TASK STATEMENT ▸ Set down each entry again exactly as written.

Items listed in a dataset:
•••

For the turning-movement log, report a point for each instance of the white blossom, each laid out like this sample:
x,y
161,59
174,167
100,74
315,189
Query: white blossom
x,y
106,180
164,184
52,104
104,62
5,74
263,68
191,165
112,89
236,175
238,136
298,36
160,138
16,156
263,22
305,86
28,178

•••

PROBLEM SOLUTION ▸
For the turning-movement log, report a point for each instance of the white blossom, each laid out like this sample:
x,y
161,59
174,167
100,74
315,189
Query: white blossom
x,y
106,180
164,184
52,104
104,62
5,74
263,68
191,165
112,89
236,175
238,136
298,36
160,138
16,156
263,22
305,86
28,178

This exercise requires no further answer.